__Istruzioni di lavoro__.
Rispondi a queste domande sul brano riportato qui sotto:
1. Da quale sentenza della Corte di Cassazione prende spunto l'argomento?
2. Quale norma è indicata come riferimento per l'ambito di applicazione?
3. A quale periodo annuale vanno riferiti l'"anno in corso" e "quello precedente"?

__Brano__.
SOLIDARIETA’ TRA ACQUIRENTE E COMPRATORE

L’argomento in oggetto prende spunto dalla decisione della Suprema Corte di Cassazione, sentenza n. 7395 del 22 marzo 2017, con la quale è stato chiarito l’ambito di applicazione e di funzionamento del vincolo di solidarietà tra venditore e acquirente nel pagamento degli oneri/spese condominiali. L’analisi di detta sentenza porta, per completezza espositiva, a rivisitare l’intero istituto giuridico disciplinato dal novellato art. 63 post riforma del condominio.

Ambito di applicazione: la norma di riferimento è l’art. 63 comma 4, disp. att. c.c., ai sensi del quale “…chi subentra nei diritti di un condomino è obbligato solidalmente con questo al pagamento dei contributi relativi all’anno in corso e a quello precedente…”.

La responsabilità solidale dell’acquirente è disciplinata proprio dal suddetto art. 63 disp. att. c.c. e non già dall’art. 1104 c.c. perché, ai sensi dell’art. 1139 c.c., la disciplina dettata in tema di comunione si applica anche al condominio solamente in mancanza di norme che specificamente regolano una determinata fattispecie (Cass. 2979/2012). In altri termini però, come ha sottolineato una recente sentenza della Corte di Cassazione (Cass. 10235/2013) l’art. 63 disp. att. c.c. costituisce, per certi aspetti, un’applicazione specifica dell’art. 1104 c.c., con la previsione della limitazione in base alla quale l’obbligazione del cessionario/acquirente, caratterizzata dal vincolo di solidarietà con quella del condomino cedente/venditore, investe soltanto i contributi relativi all’anno in corso e a quello precedente.

Periodo di riferimento della solidarietà: gli anni cui fa riferimento l’art. 63 disp. att. c.c. “…anno in corso e quello precedente…” devono essere intesi con riferimento al periodo annuale costituito dall’esercizio della gestione condominiale, non necessariamente però coincidente con il c.d. anno solare 01/01 – 31/12 (Cass. 7395/2017 – Trib. Bolzano 10 giugno 1999; Trib. Milano 8 luglio 1971).

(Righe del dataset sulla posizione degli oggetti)
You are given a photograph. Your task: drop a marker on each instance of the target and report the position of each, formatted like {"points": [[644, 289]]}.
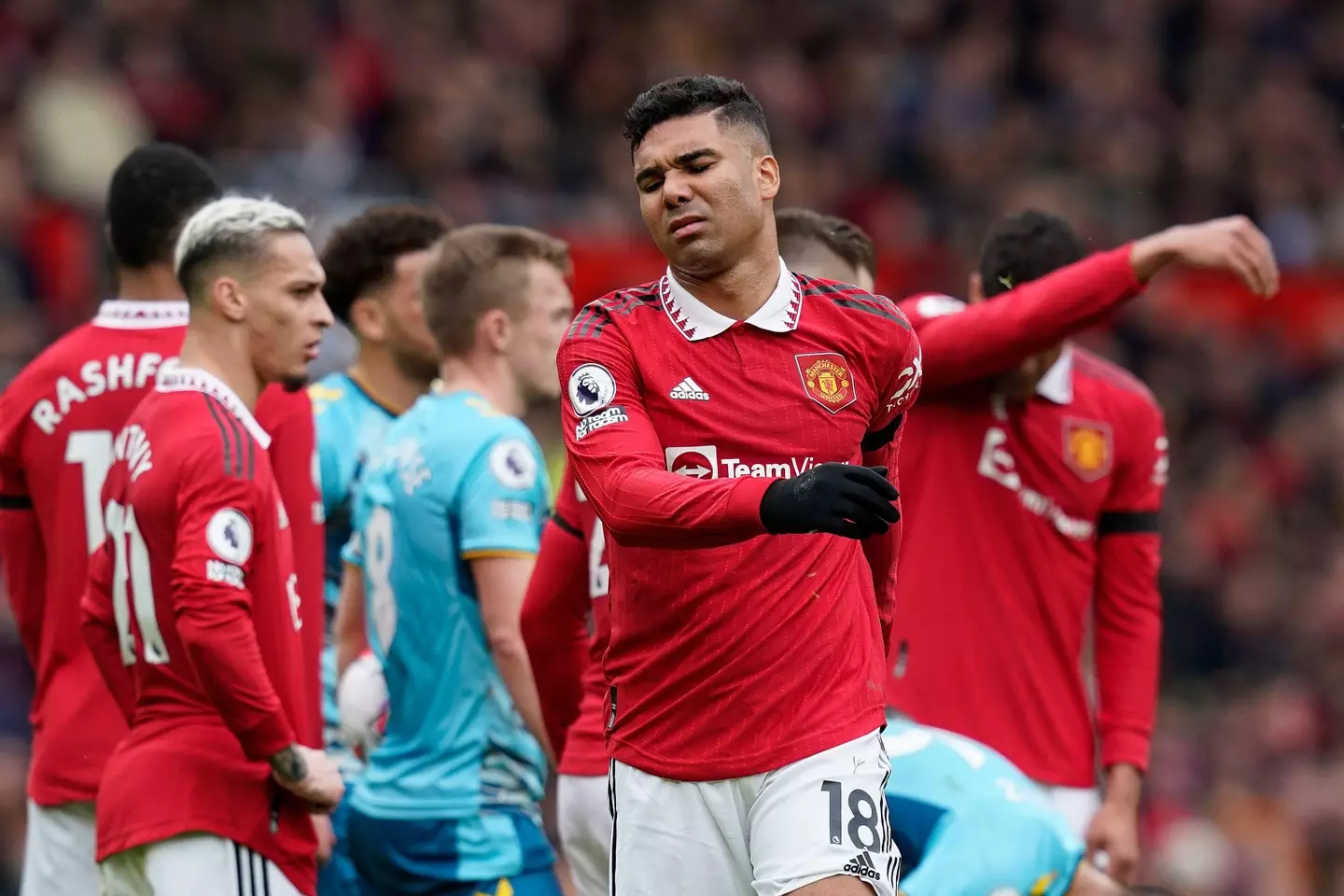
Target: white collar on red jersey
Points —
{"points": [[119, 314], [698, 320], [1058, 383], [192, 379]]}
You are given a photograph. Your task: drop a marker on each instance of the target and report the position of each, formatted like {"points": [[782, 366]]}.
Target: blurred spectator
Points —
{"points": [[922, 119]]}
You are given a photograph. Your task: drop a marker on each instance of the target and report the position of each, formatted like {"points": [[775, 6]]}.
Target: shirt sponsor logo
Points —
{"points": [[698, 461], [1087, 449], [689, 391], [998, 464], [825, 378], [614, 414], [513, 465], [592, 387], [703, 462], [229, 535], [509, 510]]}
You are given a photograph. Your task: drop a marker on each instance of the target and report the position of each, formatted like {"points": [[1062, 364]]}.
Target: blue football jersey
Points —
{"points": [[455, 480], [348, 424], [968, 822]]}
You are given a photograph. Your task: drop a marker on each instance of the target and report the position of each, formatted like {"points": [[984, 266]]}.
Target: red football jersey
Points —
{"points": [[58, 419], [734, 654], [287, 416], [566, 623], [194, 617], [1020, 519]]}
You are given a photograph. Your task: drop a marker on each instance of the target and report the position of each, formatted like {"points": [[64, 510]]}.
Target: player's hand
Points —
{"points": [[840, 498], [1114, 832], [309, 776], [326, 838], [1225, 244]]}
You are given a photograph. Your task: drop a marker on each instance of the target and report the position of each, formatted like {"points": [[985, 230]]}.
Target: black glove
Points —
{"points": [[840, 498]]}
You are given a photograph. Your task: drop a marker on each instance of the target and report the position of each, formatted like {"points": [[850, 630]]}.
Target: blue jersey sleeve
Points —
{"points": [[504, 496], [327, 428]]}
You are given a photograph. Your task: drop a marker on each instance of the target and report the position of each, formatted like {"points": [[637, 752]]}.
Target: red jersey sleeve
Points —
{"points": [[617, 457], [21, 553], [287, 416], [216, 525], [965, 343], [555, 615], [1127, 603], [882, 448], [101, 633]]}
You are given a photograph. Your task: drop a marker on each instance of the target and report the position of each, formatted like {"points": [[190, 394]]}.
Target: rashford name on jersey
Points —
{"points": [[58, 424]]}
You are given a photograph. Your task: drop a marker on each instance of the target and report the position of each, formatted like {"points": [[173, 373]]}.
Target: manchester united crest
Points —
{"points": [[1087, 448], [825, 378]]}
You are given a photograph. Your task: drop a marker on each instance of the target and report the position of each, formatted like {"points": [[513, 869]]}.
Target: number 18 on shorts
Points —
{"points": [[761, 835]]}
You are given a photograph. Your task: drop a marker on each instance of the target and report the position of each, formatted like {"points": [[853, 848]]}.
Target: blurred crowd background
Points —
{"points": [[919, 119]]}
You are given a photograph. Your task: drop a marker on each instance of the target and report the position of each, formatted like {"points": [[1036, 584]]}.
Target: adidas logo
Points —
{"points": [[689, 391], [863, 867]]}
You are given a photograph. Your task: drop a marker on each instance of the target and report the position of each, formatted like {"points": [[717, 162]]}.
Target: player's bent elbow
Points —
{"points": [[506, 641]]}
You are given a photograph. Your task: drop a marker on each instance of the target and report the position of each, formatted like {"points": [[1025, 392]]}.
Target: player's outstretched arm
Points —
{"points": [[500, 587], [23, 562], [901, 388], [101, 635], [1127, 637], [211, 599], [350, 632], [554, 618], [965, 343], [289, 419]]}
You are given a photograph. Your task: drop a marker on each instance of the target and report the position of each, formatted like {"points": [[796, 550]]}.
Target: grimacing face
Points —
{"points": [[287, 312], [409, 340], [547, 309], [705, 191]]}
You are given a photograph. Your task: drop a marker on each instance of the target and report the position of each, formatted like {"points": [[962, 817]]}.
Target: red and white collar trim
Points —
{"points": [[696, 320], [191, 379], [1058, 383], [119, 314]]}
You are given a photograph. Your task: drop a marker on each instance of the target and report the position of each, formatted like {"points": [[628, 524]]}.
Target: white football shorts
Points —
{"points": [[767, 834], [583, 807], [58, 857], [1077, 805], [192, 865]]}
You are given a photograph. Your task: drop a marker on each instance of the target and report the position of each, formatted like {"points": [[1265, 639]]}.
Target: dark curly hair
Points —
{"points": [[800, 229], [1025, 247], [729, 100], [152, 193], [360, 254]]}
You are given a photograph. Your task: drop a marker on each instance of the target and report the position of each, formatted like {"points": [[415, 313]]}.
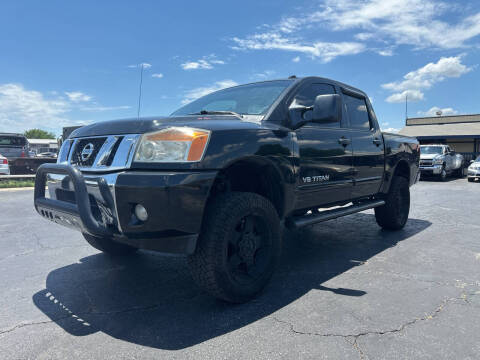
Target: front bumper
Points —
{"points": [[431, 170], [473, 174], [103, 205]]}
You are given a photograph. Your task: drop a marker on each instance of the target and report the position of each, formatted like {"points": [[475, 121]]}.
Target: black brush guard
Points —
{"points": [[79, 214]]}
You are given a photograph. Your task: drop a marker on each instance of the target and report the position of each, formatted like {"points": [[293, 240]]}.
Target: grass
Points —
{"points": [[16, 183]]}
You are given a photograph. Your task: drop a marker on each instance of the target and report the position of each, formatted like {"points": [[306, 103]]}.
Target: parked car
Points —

__Soluzione__.
1. Dalla sentenza n. 7395 del 22 marzo 2017.
2. L'art. 63 comma 4, disp. att. c.c.
3. Al periodo annuale costituito dall'esercizio della gestione condominiale, che non coincide necessariamente con l'anno solare 01/01 – 31/12.